Study text: Begin
January 14th, 2026

Homelessness in Ontario rises to more than 85,000 under the Ford government

QUEEN’S PARK – As new data shows, more than 85,000 people in the province, including over 20,000 children and youth, are without a home. Ontario NDP Leader Marit Stiles, and Ontario NDP Shadow Minister for Housing Catherine McKenney say the Ford government has no real plan to stop the crisis from getting worse.

Stiles said the scale and speed of this increase should seriously alarm every Ontarian.

“Homelessness in Ontario has increased by nearly eight percent in just one singular year and by almost 50 percent since the pandemic under the Ford government,” said Stiles. “This crisis didn’t happen overnight. This issue has been allowed to spiral out of control while housing waitlists grow longer, and more people are pushed into encampments.

McKenney said the province’s lack of response is failing those in desperate need.

“People are falling into homelessness faster than they can be housed,” said McKenney. “We all know that breaking up and clearing encampments doesn’t solve anything — it just moves people from place to place. Municipalities are begging for help, experts have laid out the solutions, and the government is still refusing to act at the scale required.”

Both Stiles and McKenney pointed to the report’s warning that homelessness could more than double in the next decade without urgent and immediate action.

“Ontario needs serious investment in supportive housing, rent-geared-to-income homes, and prevention, not more delay, denial, or political talking points,” said McKenney.

“Homelessness is a policy failure,” concluded Stiles. “And it is one this government must finally be held accountable for fixing.”
Study text: End
Data excerpts: Begin
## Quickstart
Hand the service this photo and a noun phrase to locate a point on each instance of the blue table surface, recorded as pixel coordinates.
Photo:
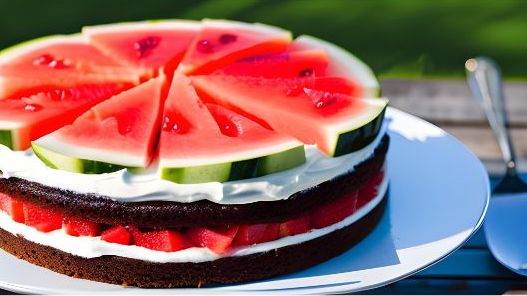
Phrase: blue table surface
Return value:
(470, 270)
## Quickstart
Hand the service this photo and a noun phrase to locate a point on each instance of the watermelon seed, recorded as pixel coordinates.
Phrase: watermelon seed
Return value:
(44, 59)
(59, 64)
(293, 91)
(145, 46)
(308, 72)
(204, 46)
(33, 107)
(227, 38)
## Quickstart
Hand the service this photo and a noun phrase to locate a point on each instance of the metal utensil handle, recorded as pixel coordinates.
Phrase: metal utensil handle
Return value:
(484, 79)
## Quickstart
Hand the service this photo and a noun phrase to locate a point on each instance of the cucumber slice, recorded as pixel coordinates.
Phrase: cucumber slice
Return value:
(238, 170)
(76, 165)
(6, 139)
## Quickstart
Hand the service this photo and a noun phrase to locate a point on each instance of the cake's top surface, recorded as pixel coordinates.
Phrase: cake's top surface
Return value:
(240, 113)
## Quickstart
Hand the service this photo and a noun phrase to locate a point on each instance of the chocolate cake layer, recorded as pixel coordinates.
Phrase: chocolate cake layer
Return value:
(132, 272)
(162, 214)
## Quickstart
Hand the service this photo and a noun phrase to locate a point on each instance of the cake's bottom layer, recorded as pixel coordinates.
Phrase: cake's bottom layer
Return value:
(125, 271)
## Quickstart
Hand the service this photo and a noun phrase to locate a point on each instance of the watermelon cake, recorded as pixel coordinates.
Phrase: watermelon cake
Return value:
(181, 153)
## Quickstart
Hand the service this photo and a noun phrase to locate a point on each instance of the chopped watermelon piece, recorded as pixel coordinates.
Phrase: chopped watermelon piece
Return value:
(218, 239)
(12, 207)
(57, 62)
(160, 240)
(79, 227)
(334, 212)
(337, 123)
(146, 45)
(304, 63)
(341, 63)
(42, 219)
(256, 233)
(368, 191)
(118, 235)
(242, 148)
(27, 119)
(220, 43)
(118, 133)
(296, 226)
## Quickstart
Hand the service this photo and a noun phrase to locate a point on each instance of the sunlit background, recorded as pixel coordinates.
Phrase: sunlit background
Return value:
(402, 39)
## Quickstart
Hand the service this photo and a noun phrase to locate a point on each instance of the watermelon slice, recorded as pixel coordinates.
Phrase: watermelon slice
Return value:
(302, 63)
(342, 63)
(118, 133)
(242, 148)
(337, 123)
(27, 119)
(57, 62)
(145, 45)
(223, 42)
Data excerpts: End
Data excerpts: Begin
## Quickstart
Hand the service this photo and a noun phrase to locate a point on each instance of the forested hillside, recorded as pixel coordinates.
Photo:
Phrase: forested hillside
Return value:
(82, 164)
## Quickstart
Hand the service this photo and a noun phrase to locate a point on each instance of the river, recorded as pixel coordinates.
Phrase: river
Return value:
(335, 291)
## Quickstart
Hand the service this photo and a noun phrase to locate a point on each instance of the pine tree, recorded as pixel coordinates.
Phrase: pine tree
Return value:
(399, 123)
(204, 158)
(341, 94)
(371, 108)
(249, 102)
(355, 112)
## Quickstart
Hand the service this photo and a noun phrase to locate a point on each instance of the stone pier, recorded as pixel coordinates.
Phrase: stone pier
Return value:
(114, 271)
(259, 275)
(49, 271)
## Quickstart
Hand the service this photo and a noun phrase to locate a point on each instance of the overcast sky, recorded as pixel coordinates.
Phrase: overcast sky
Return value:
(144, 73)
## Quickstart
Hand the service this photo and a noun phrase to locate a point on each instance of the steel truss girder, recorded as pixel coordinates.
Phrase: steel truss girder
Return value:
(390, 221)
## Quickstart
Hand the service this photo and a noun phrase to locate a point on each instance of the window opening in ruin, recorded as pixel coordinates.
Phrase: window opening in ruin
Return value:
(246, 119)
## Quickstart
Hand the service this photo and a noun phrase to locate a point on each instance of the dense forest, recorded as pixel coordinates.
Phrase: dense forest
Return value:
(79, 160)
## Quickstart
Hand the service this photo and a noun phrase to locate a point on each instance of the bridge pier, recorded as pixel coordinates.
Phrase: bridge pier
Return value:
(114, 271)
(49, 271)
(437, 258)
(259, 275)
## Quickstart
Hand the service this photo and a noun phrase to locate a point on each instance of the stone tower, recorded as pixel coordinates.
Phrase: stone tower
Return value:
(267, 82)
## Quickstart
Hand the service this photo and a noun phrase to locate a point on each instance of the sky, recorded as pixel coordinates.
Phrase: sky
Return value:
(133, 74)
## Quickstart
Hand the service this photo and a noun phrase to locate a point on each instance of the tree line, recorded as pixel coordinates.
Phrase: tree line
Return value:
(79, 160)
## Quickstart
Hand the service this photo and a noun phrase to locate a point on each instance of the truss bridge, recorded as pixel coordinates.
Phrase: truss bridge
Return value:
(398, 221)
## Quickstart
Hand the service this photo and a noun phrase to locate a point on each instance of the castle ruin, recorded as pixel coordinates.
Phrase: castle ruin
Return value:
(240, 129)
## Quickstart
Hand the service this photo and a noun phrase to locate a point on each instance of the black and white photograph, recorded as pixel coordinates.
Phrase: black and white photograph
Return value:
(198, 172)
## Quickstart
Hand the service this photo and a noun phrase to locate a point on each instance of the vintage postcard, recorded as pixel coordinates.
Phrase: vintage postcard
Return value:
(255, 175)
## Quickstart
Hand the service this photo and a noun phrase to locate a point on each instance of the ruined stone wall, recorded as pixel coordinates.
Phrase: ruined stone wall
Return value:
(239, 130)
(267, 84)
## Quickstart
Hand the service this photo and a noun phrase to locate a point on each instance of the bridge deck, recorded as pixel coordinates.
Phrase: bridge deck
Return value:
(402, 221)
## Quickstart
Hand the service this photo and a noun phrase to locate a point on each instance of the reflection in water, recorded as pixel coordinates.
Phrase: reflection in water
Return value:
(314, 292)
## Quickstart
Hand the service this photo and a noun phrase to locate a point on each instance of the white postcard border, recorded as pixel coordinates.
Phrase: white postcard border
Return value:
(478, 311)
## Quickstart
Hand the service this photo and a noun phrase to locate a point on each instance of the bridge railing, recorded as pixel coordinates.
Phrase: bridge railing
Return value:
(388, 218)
Data excerpts: End
* **Exercise details**
Edit the news release from the words "Homelessness in Ontario rises" through "alarm every Ontarian.", replacing "Ford government" with "provincial government". Work from the news release alone.

* **Solution for this exercise**
Homelessness in Ontario rises to more than 85,000 under the provincial government

QUEEN’S PARK – As new data shows, more than 85,000 people in the province, including over 20,000 children and youth, are without a home. Ontario NDP Leader Marit Stiles, and Ontario NDP Shadow Minister for Housing Catherine McKenney say the provincial government has no real plan to stop the crisis from getting worse.

Stiles said the scale and speed of this increase should seriously alarm every Ontarian.